● **What the exercise asks**: Copy all lines below containing "roof".

Records from a collection:
──────

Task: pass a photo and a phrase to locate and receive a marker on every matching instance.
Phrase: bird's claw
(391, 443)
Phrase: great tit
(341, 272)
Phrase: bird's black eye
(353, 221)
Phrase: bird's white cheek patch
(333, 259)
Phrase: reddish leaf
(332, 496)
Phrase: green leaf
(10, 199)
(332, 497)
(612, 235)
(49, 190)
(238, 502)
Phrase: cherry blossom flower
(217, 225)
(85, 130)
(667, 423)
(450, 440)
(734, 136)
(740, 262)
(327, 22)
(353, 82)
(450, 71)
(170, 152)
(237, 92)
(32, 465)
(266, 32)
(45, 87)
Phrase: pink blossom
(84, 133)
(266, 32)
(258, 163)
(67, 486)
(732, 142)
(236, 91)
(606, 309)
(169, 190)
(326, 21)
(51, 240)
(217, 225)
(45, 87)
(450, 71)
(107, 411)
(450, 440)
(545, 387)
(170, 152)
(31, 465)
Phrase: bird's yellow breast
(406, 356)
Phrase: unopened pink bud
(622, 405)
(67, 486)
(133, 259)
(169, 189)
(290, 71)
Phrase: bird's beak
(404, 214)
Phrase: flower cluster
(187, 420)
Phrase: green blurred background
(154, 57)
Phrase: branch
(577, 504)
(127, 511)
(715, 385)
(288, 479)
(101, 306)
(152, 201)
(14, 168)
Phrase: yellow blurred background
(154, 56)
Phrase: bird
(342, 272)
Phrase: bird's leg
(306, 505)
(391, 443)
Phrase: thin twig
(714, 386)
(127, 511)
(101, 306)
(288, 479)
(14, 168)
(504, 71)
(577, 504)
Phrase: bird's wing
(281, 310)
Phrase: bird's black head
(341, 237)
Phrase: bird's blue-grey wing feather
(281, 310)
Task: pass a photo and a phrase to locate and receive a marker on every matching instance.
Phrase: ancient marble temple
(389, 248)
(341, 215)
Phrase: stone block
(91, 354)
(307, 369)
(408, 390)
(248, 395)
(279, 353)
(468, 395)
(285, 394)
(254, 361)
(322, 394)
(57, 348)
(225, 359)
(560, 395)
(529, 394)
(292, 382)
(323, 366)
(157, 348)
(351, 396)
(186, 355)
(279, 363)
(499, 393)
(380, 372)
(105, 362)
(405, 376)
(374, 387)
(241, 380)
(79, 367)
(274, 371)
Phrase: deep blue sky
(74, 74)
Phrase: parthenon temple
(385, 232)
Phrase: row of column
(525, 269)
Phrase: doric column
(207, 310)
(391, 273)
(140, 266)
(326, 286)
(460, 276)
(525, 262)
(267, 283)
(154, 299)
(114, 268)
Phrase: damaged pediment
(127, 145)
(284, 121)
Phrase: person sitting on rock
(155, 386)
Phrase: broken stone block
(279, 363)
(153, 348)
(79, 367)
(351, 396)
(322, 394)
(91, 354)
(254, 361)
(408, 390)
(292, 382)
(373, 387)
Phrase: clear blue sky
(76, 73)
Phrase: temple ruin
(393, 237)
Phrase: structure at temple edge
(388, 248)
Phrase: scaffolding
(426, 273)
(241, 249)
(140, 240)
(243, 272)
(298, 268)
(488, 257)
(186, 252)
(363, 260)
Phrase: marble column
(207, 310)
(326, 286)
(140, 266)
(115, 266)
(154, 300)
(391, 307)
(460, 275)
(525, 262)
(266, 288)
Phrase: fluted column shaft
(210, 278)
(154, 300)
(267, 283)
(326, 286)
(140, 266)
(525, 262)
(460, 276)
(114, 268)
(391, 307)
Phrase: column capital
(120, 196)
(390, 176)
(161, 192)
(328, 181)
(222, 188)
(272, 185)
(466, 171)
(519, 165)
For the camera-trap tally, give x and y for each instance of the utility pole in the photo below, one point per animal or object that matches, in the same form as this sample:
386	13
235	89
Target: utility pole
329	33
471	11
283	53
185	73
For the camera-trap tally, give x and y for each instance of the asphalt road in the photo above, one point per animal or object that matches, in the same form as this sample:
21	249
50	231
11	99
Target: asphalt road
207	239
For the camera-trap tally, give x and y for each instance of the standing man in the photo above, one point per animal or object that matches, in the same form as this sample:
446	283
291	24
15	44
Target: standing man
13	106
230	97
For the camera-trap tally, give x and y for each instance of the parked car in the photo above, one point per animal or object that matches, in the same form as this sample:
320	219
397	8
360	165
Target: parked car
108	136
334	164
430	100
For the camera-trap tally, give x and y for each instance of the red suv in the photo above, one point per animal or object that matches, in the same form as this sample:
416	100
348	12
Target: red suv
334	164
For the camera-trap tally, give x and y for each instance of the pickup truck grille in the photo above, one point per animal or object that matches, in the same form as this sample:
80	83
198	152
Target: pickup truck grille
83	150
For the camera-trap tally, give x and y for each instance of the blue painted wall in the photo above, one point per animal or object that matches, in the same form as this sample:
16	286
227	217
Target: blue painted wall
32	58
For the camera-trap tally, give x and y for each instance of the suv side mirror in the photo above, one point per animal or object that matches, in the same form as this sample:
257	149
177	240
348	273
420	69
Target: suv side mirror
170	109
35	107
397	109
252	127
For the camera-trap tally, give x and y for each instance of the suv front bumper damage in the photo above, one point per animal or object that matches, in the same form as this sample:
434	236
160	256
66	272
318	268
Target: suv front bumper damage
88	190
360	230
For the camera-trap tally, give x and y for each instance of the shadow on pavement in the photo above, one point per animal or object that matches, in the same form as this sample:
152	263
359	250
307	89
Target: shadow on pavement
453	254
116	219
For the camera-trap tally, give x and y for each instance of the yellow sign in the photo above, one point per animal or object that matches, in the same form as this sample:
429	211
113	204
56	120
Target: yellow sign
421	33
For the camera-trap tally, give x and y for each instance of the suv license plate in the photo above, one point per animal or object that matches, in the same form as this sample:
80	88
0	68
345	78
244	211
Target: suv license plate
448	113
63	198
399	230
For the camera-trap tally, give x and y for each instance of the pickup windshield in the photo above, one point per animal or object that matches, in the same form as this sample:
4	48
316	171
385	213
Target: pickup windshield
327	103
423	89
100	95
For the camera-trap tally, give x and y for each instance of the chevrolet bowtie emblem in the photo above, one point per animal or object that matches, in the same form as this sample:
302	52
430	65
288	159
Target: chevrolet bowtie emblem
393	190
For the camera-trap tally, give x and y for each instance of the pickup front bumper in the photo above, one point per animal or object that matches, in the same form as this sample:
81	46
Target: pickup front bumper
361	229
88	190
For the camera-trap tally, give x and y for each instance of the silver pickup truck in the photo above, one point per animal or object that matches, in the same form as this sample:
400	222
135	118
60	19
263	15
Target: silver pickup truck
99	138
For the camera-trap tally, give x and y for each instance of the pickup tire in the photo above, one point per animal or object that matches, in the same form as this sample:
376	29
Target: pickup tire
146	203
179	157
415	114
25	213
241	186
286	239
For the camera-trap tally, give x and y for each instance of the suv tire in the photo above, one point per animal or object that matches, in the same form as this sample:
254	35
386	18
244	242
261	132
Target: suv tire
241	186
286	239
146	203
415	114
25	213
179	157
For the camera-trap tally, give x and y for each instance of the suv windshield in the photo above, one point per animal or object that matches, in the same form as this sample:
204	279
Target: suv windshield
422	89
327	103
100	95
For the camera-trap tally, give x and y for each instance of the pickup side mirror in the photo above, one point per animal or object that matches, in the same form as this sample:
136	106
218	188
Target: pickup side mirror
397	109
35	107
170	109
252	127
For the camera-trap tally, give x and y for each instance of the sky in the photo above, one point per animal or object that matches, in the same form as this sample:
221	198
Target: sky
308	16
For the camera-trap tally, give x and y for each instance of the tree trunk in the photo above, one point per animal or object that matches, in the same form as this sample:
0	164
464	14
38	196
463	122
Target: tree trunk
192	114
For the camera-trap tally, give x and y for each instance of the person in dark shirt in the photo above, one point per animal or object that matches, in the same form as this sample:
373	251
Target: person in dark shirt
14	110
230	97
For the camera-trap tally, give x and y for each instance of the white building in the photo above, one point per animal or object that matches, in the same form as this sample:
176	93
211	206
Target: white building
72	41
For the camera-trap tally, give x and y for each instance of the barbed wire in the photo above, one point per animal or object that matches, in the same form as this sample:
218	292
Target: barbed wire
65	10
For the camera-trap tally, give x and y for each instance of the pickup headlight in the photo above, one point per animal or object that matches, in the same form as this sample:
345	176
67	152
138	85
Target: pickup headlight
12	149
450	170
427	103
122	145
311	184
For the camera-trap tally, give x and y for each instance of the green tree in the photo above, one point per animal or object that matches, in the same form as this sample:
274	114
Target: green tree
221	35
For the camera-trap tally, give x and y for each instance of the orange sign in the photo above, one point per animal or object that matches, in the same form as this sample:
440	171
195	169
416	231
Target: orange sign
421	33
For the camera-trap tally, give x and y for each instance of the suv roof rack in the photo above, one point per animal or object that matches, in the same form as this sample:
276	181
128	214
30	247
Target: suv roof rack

──────

● **Answer for the task**:
For the camera-trap tally, give x and y for each instance of the suv roof rack in the photo above, one point per animal or object that matches, in the same form as this sample:
Target: suv roof rack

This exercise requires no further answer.